→ SELECTED EXTRACT:
2014—Subsec. (h)(3). Pub. L. 113–152 amended par. (3) generally. Prior to amendment, text read as follows: “The term ‘trauma’ means any serious injury that could result in loss of life or in significant disability and that would meet pre-hospital triage criteria for transport to a designated trauma center.” 2008—Subsec. (b)(2). Pub. L. 110–206, § 5(1), substituted “Health, Education, Labor, and Pensions” for “Labor and Human Resources”. Subsec. (d)(4)(D). Pub. L. 110–206, § 5(2), substituted “brain injury” for “head brain injury”. Subsec. (i). Pub. L. 110–206, § 5(3), inserted “, and such sums as may be necessary for each of the fiscal years 2009 through 2012” before period at end. 2000—Subsec. (d)(4)(A). Pub. L. 106–310, § 1303(a)(1), substituted “degree of brain injury” for “degree of injury”. Subsec. (d)(4)(B). Pub. L. 106–310, § 1303(a)(2), which directed amendment of subpar. (B) by substituting “acute brain injury” for “acute injury”, could not be executed because the phrase “acute injury” does not appear in text. Subsec. (d)(4)(C). Pub. L. 106–310, § 1303(c)(1), struck out “and” after semicolon at end. Subsec. (d)(4)(D). Pub. L. 106–310, § 1303(a)(3), (c)(2), substituted “brain injury treatment” for “injury treatment” and “; and” for period at end. Subsec. (d)(4)(E). Pub. L. 106–310, § 1303(c)(3), added subpar. (E). Subsec. (h)(4). Pub. L. 106–310, § 1303(b), substituted “anoxia due to trauma” for “anoxia due to near drowning” in second sentence and inserted before period at end “, after consultation with States and other appropriate public or nonprofit private entities”. Subsec. (i). Pub. L. 106–310, § 1303(d), added subsec. (i). 1996—Subsec. (d)(4). Pub. L. 104–166, § 2(1), added par. (4). Subsec. (h)(4). Pub. L. 104–166, § 2(2), added par. (4).

→ DATA TO EXAMINE:
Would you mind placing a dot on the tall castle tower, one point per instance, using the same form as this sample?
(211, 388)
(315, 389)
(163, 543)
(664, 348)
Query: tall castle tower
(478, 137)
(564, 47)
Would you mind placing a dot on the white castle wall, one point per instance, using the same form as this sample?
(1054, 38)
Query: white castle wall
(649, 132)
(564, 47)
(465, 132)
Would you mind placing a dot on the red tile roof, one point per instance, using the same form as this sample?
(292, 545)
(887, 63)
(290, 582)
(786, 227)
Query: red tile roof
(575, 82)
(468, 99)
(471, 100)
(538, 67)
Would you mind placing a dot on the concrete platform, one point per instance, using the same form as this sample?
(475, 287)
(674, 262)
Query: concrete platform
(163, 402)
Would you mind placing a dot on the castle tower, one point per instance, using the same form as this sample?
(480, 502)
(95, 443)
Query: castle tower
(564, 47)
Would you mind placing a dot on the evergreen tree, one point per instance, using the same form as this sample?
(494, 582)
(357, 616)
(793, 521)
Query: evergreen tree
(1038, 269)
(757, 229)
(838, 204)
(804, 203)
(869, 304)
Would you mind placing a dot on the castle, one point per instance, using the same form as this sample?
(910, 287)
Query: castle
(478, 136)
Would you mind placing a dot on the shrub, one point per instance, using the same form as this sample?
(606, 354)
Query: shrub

→ ACTIVITY 1:
Do these statements agree with the amendment notes? Answer yes or no for each, quoting the words from the amendment notes that decide it.
(a) In 2008, Pub. L. 110–206 replaced "head brain injury" with "brain injury" in subsec. (d)(4)(D).
(b) The 2000 amendment directing the substitution of "acute brain injury" for "acute injury" in subpar. (B) was carried out.
(c) In 1996, Pub. L. 104–166 added par. (4) to subsec. (h).
→ ACTIVITY 2: Which public laws are cited in the amendment notes? List every one.
→ ACTIVITY 3: According to the amendment notes, why could the amendment of subpar. (B) by Pub. L. 106–310, § 1303(a)(2), not be executed?

→ OUTPUT 1:
(a) Yes: "Subsec. (d)(4)(D). Pub. L. 110–206, § 5(2), substituted “brain injury” for “head brain injury”."
(b) No: "could not be executed because the phrase “acute injury” does not appear in text."
(c) Yes: "Subsec. (h)(4). Pub. L. 104–166, § 2(2), added par. (4)."

→ OUTPUT 2:
Pub. L. 113–152
Pub. L. 110–206
Pub. L. 106–310
Pub. L. 104–166

→ OUTPUT 3: It directed that "acute brain injury" be substituted for "acute injury," but the phrase "acute injury" does not appear in the text.